## TASK TO CARRY OUT
If a line of the data below holds the word "blonde", list it.

## DATA FOR THE TASK
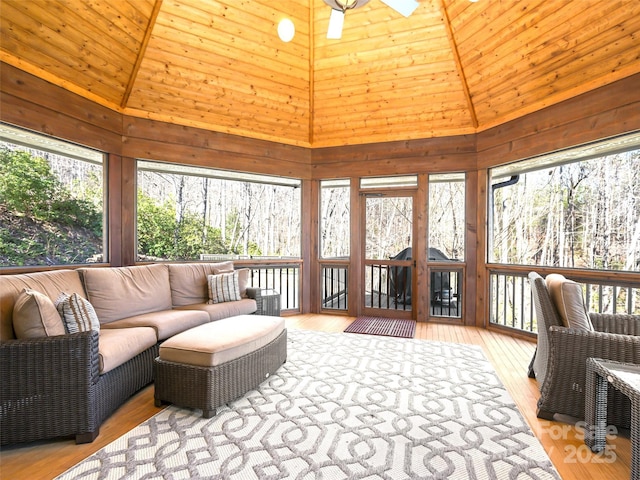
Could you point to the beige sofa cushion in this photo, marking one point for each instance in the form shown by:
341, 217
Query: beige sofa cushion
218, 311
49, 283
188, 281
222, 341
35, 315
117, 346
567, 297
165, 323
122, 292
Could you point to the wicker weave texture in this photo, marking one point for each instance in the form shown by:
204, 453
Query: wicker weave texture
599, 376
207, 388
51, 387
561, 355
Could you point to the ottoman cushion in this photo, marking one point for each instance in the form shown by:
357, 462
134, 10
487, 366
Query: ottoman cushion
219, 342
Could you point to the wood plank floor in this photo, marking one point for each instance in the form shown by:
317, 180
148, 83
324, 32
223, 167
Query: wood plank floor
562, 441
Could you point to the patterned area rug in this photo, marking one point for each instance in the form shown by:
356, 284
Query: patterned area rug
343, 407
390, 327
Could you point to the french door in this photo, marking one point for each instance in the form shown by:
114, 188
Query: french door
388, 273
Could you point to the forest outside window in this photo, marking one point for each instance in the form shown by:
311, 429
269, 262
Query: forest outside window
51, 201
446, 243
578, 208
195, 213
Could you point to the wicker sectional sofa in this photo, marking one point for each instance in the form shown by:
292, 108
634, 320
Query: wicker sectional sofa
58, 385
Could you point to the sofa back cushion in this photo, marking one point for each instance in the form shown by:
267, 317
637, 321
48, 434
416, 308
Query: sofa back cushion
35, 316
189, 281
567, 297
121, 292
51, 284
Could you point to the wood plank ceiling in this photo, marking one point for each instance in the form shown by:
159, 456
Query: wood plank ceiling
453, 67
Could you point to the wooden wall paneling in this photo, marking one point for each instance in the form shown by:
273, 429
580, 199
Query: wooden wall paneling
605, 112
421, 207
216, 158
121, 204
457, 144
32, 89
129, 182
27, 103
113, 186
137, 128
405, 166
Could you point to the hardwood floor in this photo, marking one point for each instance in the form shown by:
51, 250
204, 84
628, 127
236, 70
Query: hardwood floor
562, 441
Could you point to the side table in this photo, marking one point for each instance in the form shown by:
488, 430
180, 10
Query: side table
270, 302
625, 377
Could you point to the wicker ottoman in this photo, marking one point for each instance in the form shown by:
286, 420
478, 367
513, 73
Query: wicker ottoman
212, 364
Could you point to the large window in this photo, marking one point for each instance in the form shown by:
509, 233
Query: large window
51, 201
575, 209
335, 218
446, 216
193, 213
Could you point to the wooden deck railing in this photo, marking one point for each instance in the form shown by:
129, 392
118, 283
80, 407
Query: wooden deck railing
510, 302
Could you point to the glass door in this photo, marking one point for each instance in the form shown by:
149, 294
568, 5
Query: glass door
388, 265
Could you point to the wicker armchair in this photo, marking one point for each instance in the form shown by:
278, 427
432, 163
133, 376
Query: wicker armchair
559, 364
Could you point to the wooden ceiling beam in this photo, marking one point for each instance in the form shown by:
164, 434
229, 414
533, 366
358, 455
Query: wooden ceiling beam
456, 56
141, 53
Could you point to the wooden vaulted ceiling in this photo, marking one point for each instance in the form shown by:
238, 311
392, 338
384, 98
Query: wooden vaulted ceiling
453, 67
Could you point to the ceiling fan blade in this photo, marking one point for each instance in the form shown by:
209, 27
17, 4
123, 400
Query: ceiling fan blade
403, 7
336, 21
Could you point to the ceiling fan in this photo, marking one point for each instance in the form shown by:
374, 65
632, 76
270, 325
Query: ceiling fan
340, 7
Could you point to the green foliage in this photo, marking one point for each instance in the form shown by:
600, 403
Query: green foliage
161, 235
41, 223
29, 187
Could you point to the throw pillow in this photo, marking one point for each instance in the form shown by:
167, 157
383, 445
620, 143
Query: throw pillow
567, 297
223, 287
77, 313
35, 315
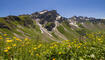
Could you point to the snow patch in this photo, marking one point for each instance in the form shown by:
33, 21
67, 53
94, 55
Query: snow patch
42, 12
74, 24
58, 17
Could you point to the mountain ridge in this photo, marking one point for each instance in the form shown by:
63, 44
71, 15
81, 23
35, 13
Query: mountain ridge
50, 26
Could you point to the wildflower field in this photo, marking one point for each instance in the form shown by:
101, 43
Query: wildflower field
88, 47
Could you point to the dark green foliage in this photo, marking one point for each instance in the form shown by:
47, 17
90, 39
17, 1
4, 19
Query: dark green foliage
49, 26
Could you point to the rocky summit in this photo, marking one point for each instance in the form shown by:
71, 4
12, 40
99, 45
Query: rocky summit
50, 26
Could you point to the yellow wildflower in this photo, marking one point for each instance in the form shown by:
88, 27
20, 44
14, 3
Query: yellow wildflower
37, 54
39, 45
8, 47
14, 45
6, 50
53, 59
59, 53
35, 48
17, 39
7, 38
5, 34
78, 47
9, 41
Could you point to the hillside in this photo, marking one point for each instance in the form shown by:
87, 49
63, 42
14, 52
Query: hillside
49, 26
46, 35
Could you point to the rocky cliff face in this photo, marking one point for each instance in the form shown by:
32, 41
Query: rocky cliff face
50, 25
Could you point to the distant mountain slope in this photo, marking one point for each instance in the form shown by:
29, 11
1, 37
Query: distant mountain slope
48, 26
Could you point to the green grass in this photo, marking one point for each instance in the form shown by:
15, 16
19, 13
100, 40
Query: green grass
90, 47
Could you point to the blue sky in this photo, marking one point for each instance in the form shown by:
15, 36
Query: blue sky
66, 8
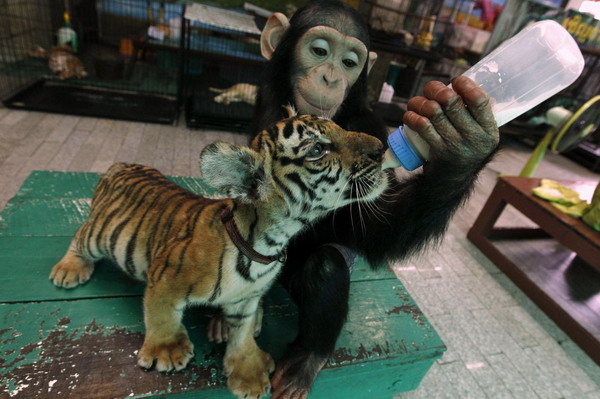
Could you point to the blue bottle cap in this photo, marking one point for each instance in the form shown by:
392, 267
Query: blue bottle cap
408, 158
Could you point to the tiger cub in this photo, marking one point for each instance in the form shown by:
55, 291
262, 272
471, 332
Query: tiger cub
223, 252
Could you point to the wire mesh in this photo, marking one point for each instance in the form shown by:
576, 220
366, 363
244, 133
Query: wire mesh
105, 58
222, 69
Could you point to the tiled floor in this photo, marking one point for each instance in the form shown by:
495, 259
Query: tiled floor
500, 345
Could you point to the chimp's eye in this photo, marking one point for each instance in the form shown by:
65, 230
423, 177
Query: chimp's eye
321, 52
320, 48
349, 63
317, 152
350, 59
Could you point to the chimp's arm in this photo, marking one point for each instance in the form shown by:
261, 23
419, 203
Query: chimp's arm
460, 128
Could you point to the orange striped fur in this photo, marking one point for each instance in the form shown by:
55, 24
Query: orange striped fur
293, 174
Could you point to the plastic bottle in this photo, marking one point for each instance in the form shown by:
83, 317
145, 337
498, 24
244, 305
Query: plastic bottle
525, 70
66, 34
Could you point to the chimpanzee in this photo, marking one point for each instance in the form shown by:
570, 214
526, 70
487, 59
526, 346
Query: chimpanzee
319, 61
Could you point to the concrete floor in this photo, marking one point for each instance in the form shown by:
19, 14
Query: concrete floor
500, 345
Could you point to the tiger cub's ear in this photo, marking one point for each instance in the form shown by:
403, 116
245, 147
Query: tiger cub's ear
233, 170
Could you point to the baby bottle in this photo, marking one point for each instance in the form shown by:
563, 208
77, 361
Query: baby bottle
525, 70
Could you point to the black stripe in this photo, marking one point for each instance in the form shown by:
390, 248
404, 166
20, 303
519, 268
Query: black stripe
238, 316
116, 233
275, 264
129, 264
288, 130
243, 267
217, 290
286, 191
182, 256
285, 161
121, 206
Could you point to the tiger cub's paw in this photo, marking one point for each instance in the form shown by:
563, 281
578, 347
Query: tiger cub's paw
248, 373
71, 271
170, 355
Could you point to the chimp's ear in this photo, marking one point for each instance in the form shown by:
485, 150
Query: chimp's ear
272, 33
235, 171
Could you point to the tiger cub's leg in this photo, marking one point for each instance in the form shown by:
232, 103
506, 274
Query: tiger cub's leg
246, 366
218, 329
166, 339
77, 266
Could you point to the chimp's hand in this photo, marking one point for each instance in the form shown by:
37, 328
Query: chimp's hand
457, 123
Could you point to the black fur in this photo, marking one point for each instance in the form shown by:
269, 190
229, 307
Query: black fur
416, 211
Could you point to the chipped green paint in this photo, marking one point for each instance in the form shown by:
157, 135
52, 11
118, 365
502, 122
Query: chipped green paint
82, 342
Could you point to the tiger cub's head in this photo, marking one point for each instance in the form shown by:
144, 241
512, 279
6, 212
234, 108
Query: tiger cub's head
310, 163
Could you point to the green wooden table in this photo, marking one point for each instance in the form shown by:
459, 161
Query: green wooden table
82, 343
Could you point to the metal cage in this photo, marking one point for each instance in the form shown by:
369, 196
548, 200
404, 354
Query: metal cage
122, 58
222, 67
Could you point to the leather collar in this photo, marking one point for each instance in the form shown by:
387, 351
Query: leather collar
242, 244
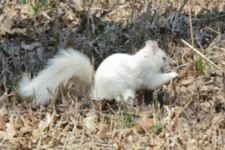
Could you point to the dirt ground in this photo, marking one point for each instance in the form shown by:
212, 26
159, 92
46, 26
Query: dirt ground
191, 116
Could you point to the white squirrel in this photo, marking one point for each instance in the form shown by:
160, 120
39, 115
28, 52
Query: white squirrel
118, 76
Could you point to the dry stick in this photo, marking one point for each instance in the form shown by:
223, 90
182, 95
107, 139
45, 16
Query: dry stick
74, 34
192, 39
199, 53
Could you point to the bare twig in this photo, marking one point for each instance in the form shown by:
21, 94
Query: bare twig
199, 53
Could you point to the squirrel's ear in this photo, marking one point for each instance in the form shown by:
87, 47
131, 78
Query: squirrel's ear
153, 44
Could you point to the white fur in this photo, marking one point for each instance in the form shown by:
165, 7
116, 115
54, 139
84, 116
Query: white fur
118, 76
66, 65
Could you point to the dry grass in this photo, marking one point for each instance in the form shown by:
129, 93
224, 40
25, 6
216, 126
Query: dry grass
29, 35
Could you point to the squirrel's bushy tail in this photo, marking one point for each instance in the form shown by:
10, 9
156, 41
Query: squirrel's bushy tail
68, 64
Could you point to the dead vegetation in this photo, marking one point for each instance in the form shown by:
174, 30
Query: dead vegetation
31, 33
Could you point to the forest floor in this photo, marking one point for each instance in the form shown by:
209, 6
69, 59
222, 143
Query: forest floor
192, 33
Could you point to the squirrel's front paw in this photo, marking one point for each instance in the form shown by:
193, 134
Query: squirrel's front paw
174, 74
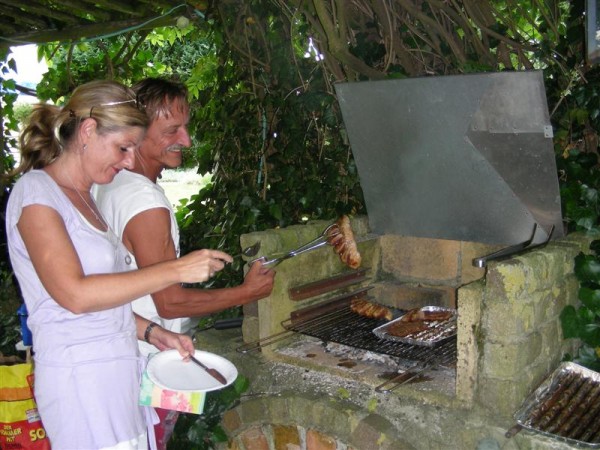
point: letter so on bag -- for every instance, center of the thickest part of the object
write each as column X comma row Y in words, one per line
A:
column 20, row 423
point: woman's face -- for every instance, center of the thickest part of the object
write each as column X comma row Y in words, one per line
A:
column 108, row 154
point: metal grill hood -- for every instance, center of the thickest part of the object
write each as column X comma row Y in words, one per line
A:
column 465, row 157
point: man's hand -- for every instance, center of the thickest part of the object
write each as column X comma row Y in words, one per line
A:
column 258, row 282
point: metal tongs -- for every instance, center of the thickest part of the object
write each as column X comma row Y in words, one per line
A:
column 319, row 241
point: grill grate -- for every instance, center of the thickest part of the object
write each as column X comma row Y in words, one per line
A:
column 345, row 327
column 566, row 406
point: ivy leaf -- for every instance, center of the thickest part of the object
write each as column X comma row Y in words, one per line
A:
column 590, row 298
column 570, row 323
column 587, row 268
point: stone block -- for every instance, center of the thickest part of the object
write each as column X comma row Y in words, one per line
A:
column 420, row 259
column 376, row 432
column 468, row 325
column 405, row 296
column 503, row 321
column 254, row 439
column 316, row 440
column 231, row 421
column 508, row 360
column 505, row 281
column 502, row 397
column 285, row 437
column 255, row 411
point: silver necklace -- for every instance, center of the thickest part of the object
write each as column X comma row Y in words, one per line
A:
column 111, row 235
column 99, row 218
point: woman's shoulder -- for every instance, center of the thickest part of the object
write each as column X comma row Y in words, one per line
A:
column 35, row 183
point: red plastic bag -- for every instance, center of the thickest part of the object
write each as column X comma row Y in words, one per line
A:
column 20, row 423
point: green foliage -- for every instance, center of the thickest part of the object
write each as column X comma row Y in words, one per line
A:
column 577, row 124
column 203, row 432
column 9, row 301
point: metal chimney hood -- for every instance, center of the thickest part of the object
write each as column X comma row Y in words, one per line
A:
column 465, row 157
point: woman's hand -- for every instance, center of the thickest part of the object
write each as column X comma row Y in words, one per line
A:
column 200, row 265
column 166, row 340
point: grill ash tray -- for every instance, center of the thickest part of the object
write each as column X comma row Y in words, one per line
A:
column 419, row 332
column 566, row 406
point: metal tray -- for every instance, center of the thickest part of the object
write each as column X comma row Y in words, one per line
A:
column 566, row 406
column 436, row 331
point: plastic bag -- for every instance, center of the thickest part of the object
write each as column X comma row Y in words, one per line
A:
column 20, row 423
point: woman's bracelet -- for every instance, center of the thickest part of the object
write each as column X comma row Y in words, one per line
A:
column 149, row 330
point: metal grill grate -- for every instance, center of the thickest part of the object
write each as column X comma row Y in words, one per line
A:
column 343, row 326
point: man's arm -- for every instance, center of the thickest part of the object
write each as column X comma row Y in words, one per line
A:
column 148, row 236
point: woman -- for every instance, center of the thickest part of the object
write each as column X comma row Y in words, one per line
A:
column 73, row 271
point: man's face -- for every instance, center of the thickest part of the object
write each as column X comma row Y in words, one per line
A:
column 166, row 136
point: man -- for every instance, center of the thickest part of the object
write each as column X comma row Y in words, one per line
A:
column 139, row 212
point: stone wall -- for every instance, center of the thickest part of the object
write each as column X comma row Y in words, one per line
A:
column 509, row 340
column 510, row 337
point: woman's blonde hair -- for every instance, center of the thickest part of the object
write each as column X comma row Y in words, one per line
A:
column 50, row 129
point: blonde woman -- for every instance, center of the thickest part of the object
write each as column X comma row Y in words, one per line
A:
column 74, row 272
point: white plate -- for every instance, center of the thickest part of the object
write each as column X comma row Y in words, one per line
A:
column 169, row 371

## SOLUTION TO THE PROBLEM
point: woman's blonde hair -- for every instance, center of the thickest part of the object
point: blonde woman -- for every instance, center of the thickest part of the object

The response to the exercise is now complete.